● **SELECTED PASSAGE**
______
Where am I? Where are we going? Where did the Pilgrims live? Where do penguins come from? Is your child likely to ask “where” questions? If these sound familiar, maybe it is a good time to introduce maps and the broader concept of geography.

Over the years I have met many folks who find maps daunting. I am sure that these same folks are grateful for the navigational applications on their phones; apps that can instruct them on how to get from here to there. I think it would be a shame, however, if kids grew up depending on this technology without basic knowledge of map reading. I think others share my view. I heard a report recently that even the Navy is once again training its seaman in the use of sextants. Yes, our naval vessels have fancy electronic navigational equipment, but should there by a cyber attack, this equipment may not work properly if at all. So, rather than only relying on fancy technology, time is being set aside to train seamen in old-fashioned navigation skills.
______
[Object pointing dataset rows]
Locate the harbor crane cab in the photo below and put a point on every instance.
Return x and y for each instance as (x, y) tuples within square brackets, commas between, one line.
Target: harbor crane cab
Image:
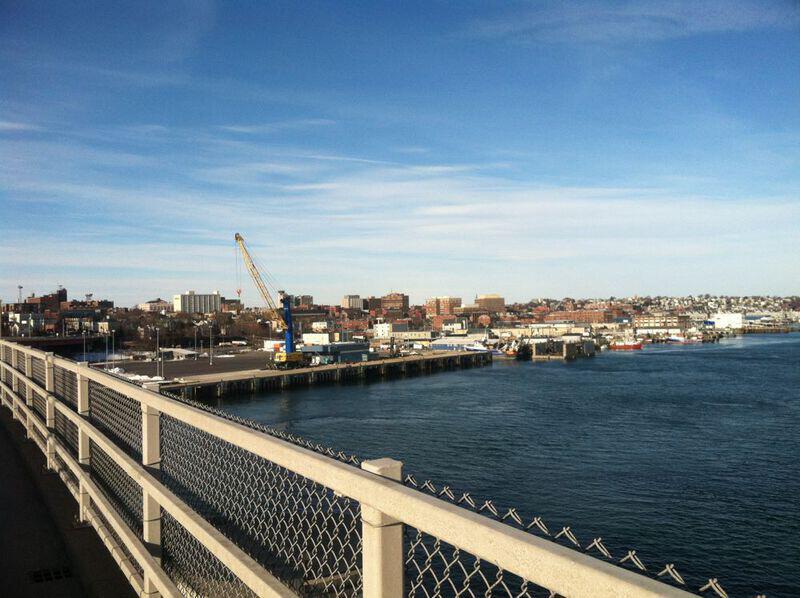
[(280, 316)]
______
● **TO BE DONE**
According to the text on maps and geography, what is the Navy once again training its seamen to use?

● **REPLY**
Sextants.